**Text shown**:
++++++

General-Purpose Robotics

Robots are designed to perform a wide range of tasks in various environments.

The tasks can be as simple as picking up an object and placing it in a different location

img

or as complex as conducting detailed inspections and maintenance tasks in an underground mine.

img

The environments can be structured, like a factory floor, or unstructured, like a disaster site.

General-purpose robots are designed to perform a wide range of tasks in various environments without the need for reprogramming or reconfiguration.

LLM advantages:

  • Pre-trained Foundation models:
    • large-scale models that are trained on extensive and diverse datasets to acquire a broad knowledge base.
      • can generalize knowledge across a wide range of tasks and domains.
  • Interpretation of Natural Language Instructions:
    • enable robots to understand and respond to human commands in natural language,
      • improving user interaction and accessibility.

++++++

**The data**:
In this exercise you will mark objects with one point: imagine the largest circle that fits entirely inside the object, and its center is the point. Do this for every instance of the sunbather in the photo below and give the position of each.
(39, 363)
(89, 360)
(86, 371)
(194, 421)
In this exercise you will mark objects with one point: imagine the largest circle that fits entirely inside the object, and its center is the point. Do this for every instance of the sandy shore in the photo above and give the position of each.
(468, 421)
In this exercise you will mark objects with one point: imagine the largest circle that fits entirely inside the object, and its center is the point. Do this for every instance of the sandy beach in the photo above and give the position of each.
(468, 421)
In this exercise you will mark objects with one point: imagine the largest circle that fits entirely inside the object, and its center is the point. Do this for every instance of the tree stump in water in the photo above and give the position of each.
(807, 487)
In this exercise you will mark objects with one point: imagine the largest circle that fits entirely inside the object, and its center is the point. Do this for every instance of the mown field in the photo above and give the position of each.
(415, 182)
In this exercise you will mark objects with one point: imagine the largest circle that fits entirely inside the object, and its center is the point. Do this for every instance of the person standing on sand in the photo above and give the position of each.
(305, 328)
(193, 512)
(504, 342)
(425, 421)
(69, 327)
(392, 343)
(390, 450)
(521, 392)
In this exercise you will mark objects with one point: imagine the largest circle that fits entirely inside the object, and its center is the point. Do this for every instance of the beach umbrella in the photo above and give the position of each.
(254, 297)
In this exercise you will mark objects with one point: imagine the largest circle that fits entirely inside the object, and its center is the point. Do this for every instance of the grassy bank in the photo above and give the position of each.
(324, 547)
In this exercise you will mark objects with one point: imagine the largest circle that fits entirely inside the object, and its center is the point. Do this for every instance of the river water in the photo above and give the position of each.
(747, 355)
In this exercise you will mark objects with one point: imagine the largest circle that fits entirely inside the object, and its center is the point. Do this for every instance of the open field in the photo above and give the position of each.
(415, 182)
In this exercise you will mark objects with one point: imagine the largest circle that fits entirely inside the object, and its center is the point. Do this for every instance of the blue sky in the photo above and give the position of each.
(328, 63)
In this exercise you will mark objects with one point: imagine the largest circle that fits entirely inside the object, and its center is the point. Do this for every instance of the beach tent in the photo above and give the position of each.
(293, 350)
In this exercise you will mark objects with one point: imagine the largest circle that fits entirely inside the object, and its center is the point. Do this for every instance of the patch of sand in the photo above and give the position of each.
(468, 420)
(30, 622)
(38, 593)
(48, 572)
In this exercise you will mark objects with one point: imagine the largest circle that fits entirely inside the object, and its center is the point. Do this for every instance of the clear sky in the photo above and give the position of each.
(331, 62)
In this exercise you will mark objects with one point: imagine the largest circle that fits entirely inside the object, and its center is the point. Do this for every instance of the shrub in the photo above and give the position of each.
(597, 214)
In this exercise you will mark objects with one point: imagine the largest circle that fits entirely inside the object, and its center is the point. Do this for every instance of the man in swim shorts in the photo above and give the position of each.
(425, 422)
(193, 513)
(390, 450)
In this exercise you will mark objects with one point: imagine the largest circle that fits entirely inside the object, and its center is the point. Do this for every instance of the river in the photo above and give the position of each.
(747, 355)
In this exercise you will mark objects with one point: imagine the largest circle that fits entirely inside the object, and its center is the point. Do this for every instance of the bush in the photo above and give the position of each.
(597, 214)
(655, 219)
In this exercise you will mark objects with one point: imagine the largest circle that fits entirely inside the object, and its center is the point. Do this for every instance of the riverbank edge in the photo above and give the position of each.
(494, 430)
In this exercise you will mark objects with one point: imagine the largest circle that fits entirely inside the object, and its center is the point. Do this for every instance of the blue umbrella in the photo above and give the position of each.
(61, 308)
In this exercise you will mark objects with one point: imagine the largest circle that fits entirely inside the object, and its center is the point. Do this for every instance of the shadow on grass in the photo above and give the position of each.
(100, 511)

++++++

**Exercise 1**:
In the text on general-purpose robotics, what kind of environment is a disaster site given as an example of?
**Exercise 2**:
Reproduce a passage from the text on general-purpose robotics, beginning at the words "The environments can" and stopping after the words "broad knowledge base.".

**Answer 1**:
An unstructured environment.

**Answer 2**:
The environments can be structured, like a factory floor, or unstructured, like a disaster site.

General-purpose robots are designed to perform a wide range of tasks in various environments without the need for reprogramming or reconfiguration.

LLM advantages:

  • Pre-trained Foundation models:
    • large-scale models that are trained on extensive and diverse datasets to acquire a broad knowledge base.